James Gardner, who served as Shreveport mayor from 1954 to 1958, said he felt optimistic about what Glover said about Cyber Command and his support for the initiative.

"I think he's doing well," Gardner said after noting Glover's address was well-delivered and comprehensive.
Gardner may be quite a fine man and a stellar former mayor, but if he is the best we have to critique the current mayor's speaking skills, then we are lacking. Even if he was a young mayor, he's pushing past 70 now. What he knows about the cyber command center brewing across the river also seems (therefore) doubtful. Nobody at Centenary can figure it out, so my bet wouldn't be on the senior ex-mayor.

But maybe I'm speaking out of turn. Wouldn't be the first time. Maybe Gardner is young, or a young 80. And maybe he is a cyber command genius. But the Times would do well to say so. As it is, their source made me guffaw rather than aw.

06 November 2007

Cognitive-behavior therapy: just another faith

"God wants us to become part of his redemption of a fallen world, not simply to manage our reactions," says Powlison in a beautiful, lengthy response to a probing comment on the piece linked below. Let us counsel each other toward activity and glory.

05 November 2007

Hold on to the weak

What a wonderful post by David Powlison over on the Between Two Worlds blog. Moves me toward words of gentleness and courage.

(The blog's link to the Mad TV sketch didn't work when I tried it, but you can see it here.)

04 November 2007

Sissies and the gospel

I have just commented on Denny Burk's blog, as he has been following John Piper's comments about women in combat. But I have a few more words to say than merely those. Here they are.

Whether or not Piper has appropriately made application of biblical manhood and womanhood to military combat, I do not quite know. But surely a man can be redeemed and indeed enact robust biblical manhood without taking up as his cause the issue of women in combat. Surely a man can be redeemed and enact robust biblical manhood while still pausing at the sound of an intruder because his black-belt wife could be a great helper when meeting that danger. Does such a man need to be called names by a humble and powerful preacher who frankly has bigger fish to fry?

I recall Myles telling me that Piper preached at Glorieta about how ridiculous he had thought an American couple who proudly celebrated their plans to retire and travel around the country in their RV to follow butterfly migrations. Such a thing would be marvelous to watch, and the journey would inspire much worship in the retirees, but Piper boldly declaimed that as a lifelong goal when the time and money required to do such could be used in much more specific gospel-promoting and Jesus-honoring ways.

- [Given records]
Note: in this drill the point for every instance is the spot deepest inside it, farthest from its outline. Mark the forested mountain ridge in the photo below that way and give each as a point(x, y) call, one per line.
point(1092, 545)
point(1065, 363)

--

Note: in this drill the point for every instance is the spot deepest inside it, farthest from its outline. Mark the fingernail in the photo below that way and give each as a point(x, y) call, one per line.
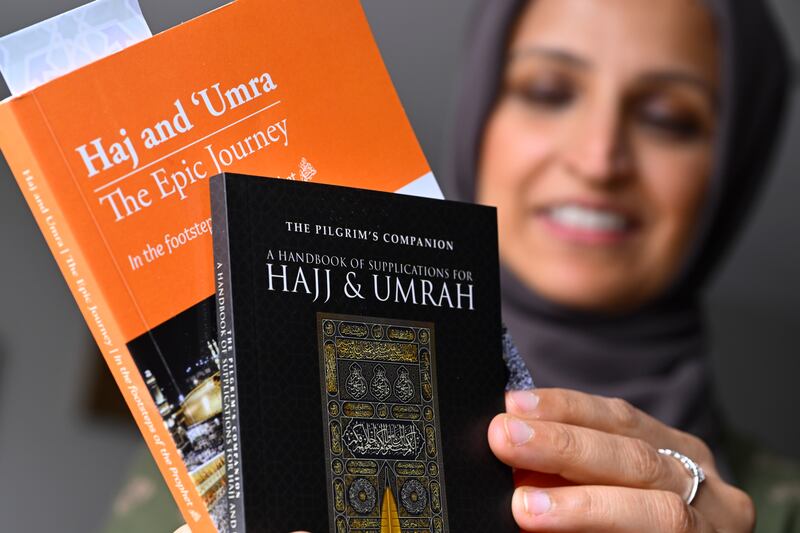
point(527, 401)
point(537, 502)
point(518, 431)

- [Required actions]
1. Answer these questions from the blog excerpt:
(a) During which years did James Gardner serve as Shreveport mayor?
(b) On whose blog did the writer comment about John Piper's remarks on women in combat?
(c) On which blog did the David Powlison post appear?
2. Please write the next part of the blog excerpt, starting after its final sentence.

- [Answers in order]
1.
(a) From 1954 to 1958.
(b) Denny Burk's.
(c) The Between Two Worlds blog.

2.
So reading Piper's comments about wimps, focused on such a temporal issue as women in combat, makes me grimace. Even if we grant that the issue reflects a deeper heart issue, and even if we grant that the deeper heart issue is central to the gospel, name-calling seems ill-advised. And, as I say, I'm not sure I want to grant those other things.

Heaven forbid that my husband would think it more important to keep women out of combat than to love orphans. Or even to give a barbaric yawp of manhood when danger enters our front door than to extend the lovingkindness of undeserved forgiveness to that danger-bearing intruder.

Not that Piper would state such a preference either. Or that I would hold Micah back if he wanted to pummel an intruder. Or that he would ever pause with wonder if he or I should go, since his wife, unlike a certain martial artist I know (Cherish), will likely never have any sufficient skills to thwart any such danger.

My problem, then, is not with the complementarianism, nor with the underlying intent. Rather, my problem is with Piper's tone, which smacks of merely chauvinistic gender politics.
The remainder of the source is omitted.